_AIM OF THE EXERCISE_. Copy all the entries word for word, but omit the pictures.

_DATASET EXTRACT_.

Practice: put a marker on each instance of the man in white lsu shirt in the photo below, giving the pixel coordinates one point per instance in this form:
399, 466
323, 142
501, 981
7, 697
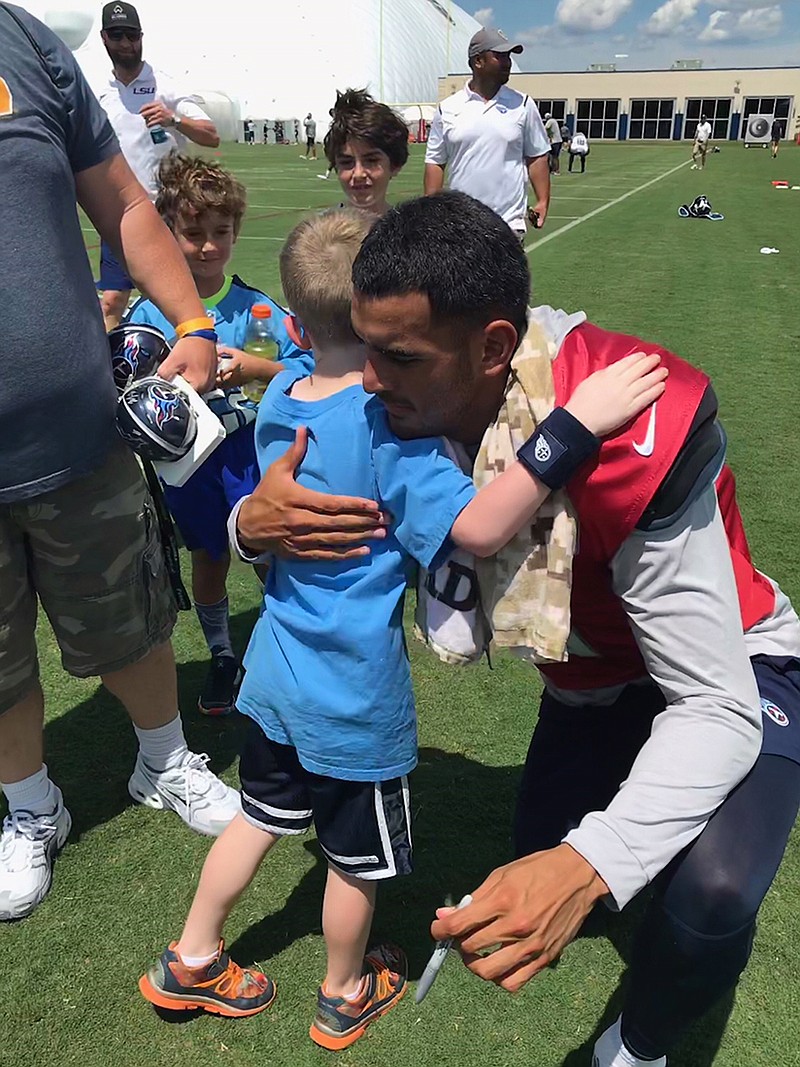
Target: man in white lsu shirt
491, 139
150, 117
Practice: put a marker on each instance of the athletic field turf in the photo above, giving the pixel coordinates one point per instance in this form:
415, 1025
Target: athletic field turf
123, 885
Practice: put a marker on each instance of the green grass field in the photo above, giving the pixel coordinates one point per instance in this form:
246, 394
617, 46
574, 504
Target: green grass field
124, 882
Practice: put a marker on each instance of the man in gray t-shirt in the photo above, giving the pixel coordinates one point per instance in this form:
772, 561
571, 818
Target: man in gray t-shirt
310, 137
77, 525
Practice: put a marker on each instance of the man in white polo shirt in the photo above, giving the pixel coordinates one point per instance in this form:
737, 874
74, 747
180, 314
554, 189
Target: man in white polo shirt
490, 138
150, 117
699, 149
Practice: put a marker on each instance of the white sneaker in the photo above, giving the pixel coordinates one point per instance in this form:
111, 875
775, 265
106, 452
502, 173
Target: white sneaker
28, 845
609, 1051
192, 791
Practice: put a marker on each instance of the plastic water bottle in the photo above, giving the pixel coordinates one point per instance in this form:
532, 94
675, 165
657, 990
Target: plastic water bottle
258, 341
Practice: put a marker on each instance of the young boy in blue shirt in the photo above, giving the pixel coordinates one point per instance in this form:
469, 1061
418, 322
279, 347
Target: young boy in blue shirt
328, 685
204, 205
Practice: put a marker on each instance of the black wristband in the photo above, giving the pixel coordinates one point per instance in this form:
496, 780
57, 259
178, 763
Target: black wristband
558, 447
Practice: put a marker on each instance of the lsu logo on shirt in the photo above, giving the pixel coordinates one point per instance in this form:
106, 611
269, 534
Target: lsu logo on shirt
6, 100
776, 713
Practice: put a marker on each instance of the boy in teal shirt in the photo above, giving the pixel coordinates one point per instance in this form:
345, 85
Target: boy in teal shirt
204, 205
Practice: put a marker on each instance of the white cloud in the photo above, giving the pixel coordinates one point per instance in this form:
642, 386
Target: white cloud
671, 16
753, 24
586, 16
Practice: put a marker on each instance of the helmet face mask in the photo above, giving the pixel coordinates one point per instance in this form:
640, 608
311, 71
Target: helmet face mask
136, 352
156, 419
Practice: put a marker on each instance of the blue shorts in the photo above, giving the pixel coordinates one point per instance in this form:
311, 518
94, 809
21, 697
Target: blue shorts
201, 508
579, 757
113, 275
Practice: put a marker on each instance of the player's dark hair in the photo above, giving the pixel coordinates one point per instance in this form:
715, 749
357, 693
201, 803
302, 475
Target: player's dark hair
355, 114
190, 185
453, 249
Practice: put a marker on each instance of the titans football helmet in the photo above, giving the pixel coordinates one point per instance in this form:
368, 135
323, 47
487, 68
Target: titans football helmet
155, 418
136, 352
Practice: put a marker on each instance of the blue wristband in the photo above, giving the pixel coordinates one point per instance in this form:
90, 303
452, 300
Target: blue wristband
206, 334
558, 447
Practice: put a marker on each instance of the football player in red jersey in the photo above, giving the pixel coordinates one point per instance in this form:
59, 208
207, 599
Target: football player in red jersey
668, 746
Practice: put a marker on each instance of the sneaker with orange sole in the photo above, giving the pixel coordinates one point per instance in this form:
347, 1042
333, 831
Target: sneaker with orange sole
340, 1021
220, 987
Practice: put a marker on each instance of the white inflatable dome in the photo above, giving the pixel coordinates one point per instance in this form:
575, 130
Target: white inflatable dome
284, 59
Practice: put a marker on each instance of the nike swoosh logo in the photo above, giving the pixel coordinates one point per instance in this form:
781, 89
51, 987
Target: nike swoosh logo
646, 446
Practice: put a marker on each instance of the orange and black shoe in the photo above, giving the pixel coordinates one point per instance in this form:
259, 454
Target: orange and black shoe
221, 987
340, 1021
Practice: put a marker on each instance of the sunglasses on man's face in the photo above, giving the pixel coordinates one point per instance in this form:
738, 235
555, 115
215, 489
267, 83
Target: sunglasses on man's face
118, 34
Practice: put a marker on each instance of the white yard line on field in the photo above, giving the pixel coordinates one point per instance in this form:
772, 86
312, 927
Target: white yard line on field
603, 207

_REPLY TO THE EXERCISE_.
Practice: put a marker on each instance of the man in white lsu shirt in the photo below, giving the pixel coordinates one point per instance in this form:
399, 466
323, 142
501, 981
7, 697
Target: man in white lsu shirt
491, 139
150, 117
Practice: put a marker on each instance of the athletic field turf in the photo above, giving the pixel coordinates one point per instance in this form:
415, 1025
Target: athletic field turf
123, 885
Practice: put a marker on each instance of the green grass field in the photo above, giving the pixel coordinates one point per instance in this form:
246, 394
617, 46
574, 504
Target: green grass field
124, 882
Practice: put a marker on each instance of the man in gray t-shirt in the photo above, giving the pixel coordinates one point per instance in this form:
772, 561
571, 818
Target: man in gray t-shirt
310, 137
77, 525
Practice: put a marker on each instance of the man in white polo shirt in the photo above, giving the pixel coordinates one point per instance in this form:
737, 874
74, 747
180, 314
554, 189
Target: man in white polo shirt
490, 138
150, 117
699, 149
Practice: put a marker on each instance of the white sneaker in the photo above, giving the pixel coordinates one point per instance in this form:
111, 875
775, 265
106, 452
502, 173
Target: white sneaker
28, 845
609, 1051
192, 791
Practice: put a marker on each instance of the plastic water bottle in the photo above, giving the pixel coordinates one point per instance in this form:
532, 94
675, 165
657, 990
Target: plastic water bottle
258, 341
Practice: put a marker on each instance of the young boy in blue shirt in the photo above, giving the pixel coordinates one point per instance in this form:
469, 1061
418, 322
279, 347
Target: young boy in blue shirt
328, 685
204, 205
Practice: put a marker on each instance of the black wristband in the photo above, giving the pixel coordinates one point per instance in this form:
496, 780
57, 259
178, 763
Target: black wristband
558, 447
Practice: put a marker on each instance of the lsu logo on shirt in the photo above, giving the pixel coordinates one point per instance in this form:
106, 611
269, 534
Target: lsu logo on shirt
6, 100
776, 713
Practice: put a marker on each instance of the boy in teal shirt in the photo above, giving the pixel coordinates one point per instance in this form:
345, 85
Target: boy in teal shirt
204, 205
Practice: put a marker on each instance of the white cloud in the photo above, giving the pixel coordinates one point per instance in this form:
642, 386
Target: white cloud
671, 16
753, 24
586, 16
Practice: put a marker on each instance of the helmet face mask in the photo above, giving the pixel coordinates one point per instance in this form:
640, 608
311, 71
Target: helmet face mask
136, 352
156, 419
Practice: put a marker on each instance of the blue shorts in the photo above, giving the pixel coordinates one point per instance in this form:
311, 518
94, 809
21, 697
Target: blue shorts
201, 508
579, 757
113, 275
Practice: put a marker on each instance of the player's dark hair in the photo above, giving the pixel coordinates one point per instance in this form:
715, 749
357, 693
201, 803
302, 475
Target: player's dark hair
355, 114
190, 185
453, 249
Practice: put a marker on each instance of the titans football helmet in the photo above, giving the pixel coordinates one point per instance in this form:
368, 135
323, 47
487, 68
Target: titans football helmet
155, 418
136, 352
Practice: put a marker on each instance of the blue wristband in the photo above, giving the pixel coordinates one point per instance in this form:
90, 303
452, 300
Target: blue wristband
206, 334
558, 447
Practice: put a marker on each instance of the football player in red jersey in the photo above, giving the pixel coordinates one point per instance in this form:
59, 208
207, 599
Target: football player in red jersey
668, 746
Practice: put a marker on each instance of the sneaker with orange sole in the photo above, giving the pixel coordinates one point per instance in this form:
347, 1042
333, 831
Target: sneaker with orange sole
340, 1021
220, 987
Practice: put a marker on each instance of the white inflatable dome in the photo above, giving the pixel coordinates one point per instance in this form:
575, 130
Target: white inflatable dome
284, 59
Practice: put a marker on each instance of the nike swoosh logo in the photo above, giving the pixel coordinates one point per instance in this form:
781, 89
51, 987
Target: nike swoosh logo
646, 446
Practice: put a marker on each instance of the orange and black shoe in the photo above, giving the pixel coordinates one point per instance in this form:
259, 454
Target: orange and black shoe
221, 987
340, 1021
Practice: put a marker on each instance of the sunglasses on man's face in the photo above, giving the pixel coordinates one point per instance in this form:
738, 235
555, 115
215, 489
267, 83
Target: sunglasses on man's face
118, 34
Practice: put a marker on each instance of the white yard line on field in the photo above, giving the pixel coordinates one point per instance in this form:
772, 86
312, 927
Target: white yard line on field
603, 207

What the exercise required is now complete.